Reputation: 367
I am trying to run a function which there is a random number generator within the function. The results at not as what I expected so I have done the following test:
# Case 1
set.seed(100)
A1 = matrix(NA,20,10)
for (i in 1:10) {
A1[,i] = sample(1:100,20)
}
# Case 2
set.seed(100)
A2 = sapply(seq_len(10),function(x) sample(1:100,20))
# Case 3
require(parallel)
set.seed(100)
cl <- makeCluster(detectCores() - 1)
A3 = parSapply(cl,seq_len(10), function(x) sample(1:100,20))
stopCluster(cl)
# Check: Case 1 result equals Case 2 result
identical(A1,A2)
# [1] TRUE
# Check: Case 1 result does NOT equal to Case 3 result
identical(A1,A3)
# [1] FALSE
# Check2: Would like to check if it's a matter of ordering
range(rowSums(A1))
# [1] 319 704
range(rowSums(A3))
# [1] 288 612
In the above code, the parSapply generates a different set of random numbers than A1 and A2. My purpose of having Check2 is that, I was suspecting that parSapply might alter the order however it doesn't seem to be case as the max and min sums of these random numbers are different.
Appreciate if someone could shed some colour on why parSapply would give a different result from sapply. What am I missing here?
Thanks in advance!
Upvotes: 1
Views: 854
Reputation: 22333
Have a look at ?vignette(parallel)
and in particular at "Section 6 Random-number generation". Among other things it states the following
Some care is needed with parallel computation using (pseudo-)random numbers: the processes/threads which run separate parts of the computation need to run independent (and preferably reproducible) random-number streams.

### PROVIDED MATERIAL
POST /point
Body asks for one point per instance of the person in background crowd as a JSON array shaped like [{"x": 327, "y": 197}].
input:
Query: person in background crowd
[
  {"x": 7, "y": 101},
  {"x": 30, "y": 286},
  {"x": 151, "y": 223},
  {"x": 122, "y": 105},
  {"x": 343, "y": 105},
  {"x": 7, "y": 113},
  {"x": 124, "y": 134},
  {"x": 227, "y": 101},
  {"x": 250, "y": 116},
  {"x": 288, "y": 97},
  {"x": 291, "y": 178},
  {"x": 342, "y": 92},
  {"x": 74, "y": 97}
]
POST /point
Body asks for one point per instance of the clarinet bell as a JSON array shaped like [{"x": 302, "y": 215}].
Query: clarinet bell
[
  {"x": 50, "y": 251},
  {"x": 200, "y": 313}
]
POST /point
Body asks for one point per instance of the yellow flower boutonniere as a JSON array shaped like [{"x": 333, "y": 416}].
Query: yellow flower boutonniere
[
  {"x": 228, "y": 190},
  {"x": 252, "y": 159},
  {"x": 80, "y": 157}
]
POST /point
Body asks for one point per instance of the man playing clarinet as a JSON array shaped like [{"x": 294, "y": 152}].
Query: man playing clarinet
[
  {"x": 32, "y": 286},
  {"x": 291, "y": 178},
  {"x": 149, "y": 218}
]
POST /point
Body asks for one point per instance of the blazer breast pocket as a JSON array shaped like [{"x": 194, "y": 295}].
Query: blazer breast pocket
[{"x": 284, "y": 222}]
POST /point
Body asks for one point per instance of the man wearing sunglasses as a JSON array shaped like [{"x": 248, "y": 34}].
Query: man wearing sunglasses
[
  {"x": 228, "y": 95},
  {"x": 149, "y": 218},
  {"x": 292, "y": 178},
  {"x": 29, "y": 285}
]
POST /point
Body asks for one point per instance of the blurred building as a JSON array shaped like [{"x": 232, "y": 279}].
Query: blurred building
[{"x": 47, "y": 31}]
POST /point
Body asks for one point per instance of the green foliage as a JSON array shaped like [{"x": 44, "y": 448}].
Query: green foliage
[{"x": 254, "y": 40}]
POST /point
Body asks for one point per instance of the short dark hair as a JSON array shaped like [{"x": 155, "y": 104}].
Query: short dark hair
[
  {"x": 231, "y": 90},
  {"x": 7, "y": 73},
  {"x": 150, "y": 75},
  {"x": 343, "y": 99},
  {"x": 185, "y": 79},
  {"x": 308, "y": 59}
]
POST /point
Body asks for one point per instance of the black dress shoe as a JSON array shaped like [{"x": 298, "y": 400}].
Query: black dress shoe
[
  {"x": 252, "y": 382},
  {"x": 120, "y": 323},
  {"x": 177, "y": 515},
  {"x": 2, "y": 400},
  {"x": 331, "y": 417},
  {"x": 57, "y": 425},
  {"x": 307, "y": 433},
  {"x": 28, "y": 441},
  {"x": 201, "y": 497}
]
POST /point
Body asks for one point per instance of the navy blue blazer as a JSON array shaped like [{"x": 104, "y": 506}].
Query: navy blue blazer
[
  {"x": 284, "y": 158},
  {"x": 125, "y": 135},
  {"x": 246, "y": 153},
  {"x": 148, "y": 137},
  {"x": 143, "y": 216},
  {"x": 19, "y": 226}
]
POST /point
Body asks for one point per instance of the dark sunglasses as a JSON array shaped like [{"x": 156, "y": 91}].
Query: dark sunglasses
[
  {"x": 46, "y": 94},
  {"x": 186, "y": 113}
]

### WHAT THIS TASK INVOLVES
Reproduce the passage of the R forum thread on random numbers with parSapply word for word, starting at "A2 = sapply(seq_len(10),function(x)" and ending at "parSapply(cl,seq_len(10), function(x) sample(1:100,20))".

### THE RESPONSE
A2 = sapply(seq_len(10),function(x) sample(1:100,20))
# Case 3
require(parallel)
set.seed(100)
cl <- makeCluster(detectCores() - 1)
A3 = parSapply(cl,seq_len(10), function(x) sample(1:100,20))